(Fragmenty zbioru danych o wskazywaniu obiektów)
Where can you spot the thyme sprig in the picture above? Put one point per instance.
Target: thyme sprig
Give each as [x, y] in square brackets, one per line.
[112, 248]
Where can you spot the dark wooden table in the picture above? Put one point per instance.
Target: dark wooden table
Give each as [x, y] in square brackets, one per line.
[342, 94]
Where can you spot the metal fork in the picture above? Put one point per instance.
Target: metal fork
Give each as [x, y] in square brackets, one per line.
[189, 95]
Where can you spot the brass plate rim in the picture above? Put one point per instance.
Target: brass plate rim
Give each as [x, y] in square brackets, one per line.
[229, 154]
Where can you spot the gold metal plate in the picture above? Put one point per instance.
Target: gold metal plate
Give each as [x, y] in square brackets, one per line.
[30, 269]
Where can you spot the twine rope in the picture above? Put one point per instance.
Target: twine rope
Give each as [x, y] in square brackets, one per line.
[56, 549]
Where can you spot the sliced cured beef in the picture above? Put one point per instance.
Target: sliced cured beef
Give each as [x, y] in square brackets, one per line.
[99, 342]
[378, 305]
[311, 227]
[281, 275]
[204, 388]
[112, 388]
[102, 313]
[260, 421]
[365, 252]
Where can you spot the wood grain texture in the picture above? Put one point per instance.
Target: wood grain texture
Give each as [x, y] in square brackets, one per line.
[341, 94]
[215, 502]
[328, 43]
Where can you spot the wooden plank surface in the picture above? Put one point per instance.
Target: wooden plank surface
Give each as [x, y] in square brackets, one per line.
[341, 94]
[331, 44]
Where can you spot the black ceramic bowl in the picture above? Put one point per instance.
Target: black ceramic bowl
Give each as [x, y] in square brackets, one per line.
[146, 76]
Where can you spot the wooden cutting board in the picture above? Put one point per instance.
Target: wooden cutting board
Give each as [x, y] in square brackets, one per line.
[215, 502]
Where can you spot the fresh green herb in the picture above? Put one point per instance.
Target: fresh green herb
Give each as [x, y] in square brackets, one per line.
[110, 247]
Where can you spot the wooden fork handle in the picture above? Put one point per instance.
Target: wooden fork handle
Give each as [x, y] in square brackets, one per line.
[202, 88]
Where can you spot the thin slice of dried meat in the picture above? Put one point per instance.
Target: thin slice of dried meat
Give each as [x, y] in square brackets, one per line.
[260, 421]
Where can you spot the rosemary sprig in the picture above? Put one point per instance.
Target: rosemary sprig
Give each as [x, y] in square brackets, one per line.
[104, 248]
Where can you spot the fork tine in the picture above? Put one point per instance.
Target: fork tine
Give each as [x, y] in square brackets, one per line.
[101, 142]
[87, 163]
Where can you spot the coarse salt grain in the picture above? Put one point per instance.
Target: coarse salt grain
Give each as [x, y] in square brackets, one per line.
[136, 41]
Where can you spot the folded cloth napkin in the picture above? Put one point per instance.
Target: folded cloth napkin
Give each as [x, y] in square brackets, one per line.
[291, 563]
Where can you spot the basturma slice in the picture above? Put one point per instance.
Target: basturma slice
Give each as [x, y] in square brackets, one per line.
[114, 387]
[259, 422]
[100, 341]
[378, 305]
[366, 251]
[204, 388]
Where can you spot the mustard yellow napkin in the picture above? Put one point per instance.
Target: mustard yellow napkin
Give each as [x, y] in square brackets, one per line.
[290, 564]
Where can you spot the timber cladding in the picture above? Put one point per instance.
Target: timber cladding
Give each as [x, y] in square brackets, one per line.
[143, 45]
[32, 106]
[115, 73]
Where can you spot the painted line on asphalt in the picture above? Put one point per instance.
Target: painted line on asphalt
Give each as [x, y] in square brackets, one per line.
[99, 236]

Treść zadania: Przepisz wszystkie powyższe wiersze dokładnie tak, jak są podane, bez żadnych zmian.

Rozwiązanie zadania:
Where can you spot the thyme sprig in the picture above? Put one point per instance.
Target: thyme sprig
Give each as [x, y] in square brackets, one per line.
[112, 248]
Where can you spot the dark wooden table in the picture above? Put one point per instance.
Target: dark wooden table
Give each as [x, y] in square brackets, one per line.
[342, 94]
Where can you spot the metal fork in the picture above? Put one point per instance.
Target: metal fork
Give each as [x, y] in square brackets, one per line.
[189, 95]
Where can you spot the brass plate rim in the picture above? Put one point per instance.
Target: brass plate rim
Give each as [x, y] in square brackets, one per line.
[229, 154]
Where can you spot the gold metal plate in the picture above? Put one point per instance.
Target: gold metal plate
Give each as [x, y] in square brackets, one per line.
[30, 269]
Where can you spot the twine rope in the picture above? Put one point per instance.
Target: twine rope
Give each as [x, y] in square brackets, one per line.
[56, 549]
Where can you spot the sliced cured beef in the picture above? Put one point per instance.
Target: sliced cured beef
Give each as [x, y] in square brackets, one per line.
[99, 342]
[378, 305]
[311, 227]
[281, 275]
[204, 388]
[112, 388]
[102, 313]
[260, 421]
[365, 252]
Where can you spot the wood grain texture in the picture above? Put one point per instance.
Target: wood grain texture
Give each as [x, y] in square brackets, one per line.
[341, 94]
[215, 502]
[328, 43]
Where can you spot the wooden plank surface in the picture above? Put one point per instance.
Target: wooden plank surface
Give each as [x, y] in square brackets, one per line.
[341, 94]
[331, 44]
Where can you spot the black ceramic bowl in the picture above? Put one point per instance.
Target: black ceramic bowl
Give each as [x, y] in square brackets, one per line.
[146, 76]
Where can you spot the wooden cutting board in the picture above? Put one point per instance.
Target: wooden cutting board
Give each as [x, y] in square brackets, one per line.
[215, 502]
Where can you spot the fresh green herb in the picture above? Put one point per instance.
Target: fresh green herb
Give each as [x, y] in square brackets, one per line.
[110, 247]
Where can you spot the wooden fork handle in the picture above? Put one point per instance.
Target: wooden fork handle
Give each as [x, y] in square brackets, one per line.
[202, 88]
Where can you spot the thin slice of dried meat in the picture above? Put one point per instance.
Target: thin slice of dried meat
Give each as [x, y] in square brackets, one per line.
[260, 421]
Where can you spot the rosemary sprig in the picture above? Put one point per instance.
Target: rosemary sprig
Give each as [x, y] in square brackets, one per line.
[104, 248]
Where can you spot the fork tine in the picture above? Put one point per instance.
Target: fork tine
Give each as [x, y] in square brackets, one per line.
[101, 142]
[87, 163]
Where can you spot the coarse salt grain in the picture above? Put one point per instance.
Target: coarse salt grain
Give each as [x, y] in square brackets, one per line.
[136, 41]
Where can you spot the folded cloth napkin in the picture above? Put one point per instance.
Target: folded cloth napkin
Give each as [x, y] in square brackets, one per line.
[291, 563]
Where can you spot the basturma slice in the picture above? Put one point per instance.
Target: basturma slice
Give each as [x, y] in square brackets, one per line.
[114, 387]
[259, 422]
[100, 341]
[378, 305]
[366, 251]
[204, 388]
Where can you spot the mustard yellow napkin in the picture above? Put one point per instance.
Target: mustard yellow napkin
Give each as [x, y] in square brackets, one per line.
[290, 564]
Where can you spot the timber cladding in the picture above? Put one point per instance.
Target: timber cladding
Give each as [x, y] in square brackets, one per line.
[143, 45]
[32, 106]
[115, 73]
Where can you spot the painted line on asphalt in the picture above? Put one point per instance.
Target: painted line on asphalt
Give each as [x, y] in square brackets, one per line.
[99, 236]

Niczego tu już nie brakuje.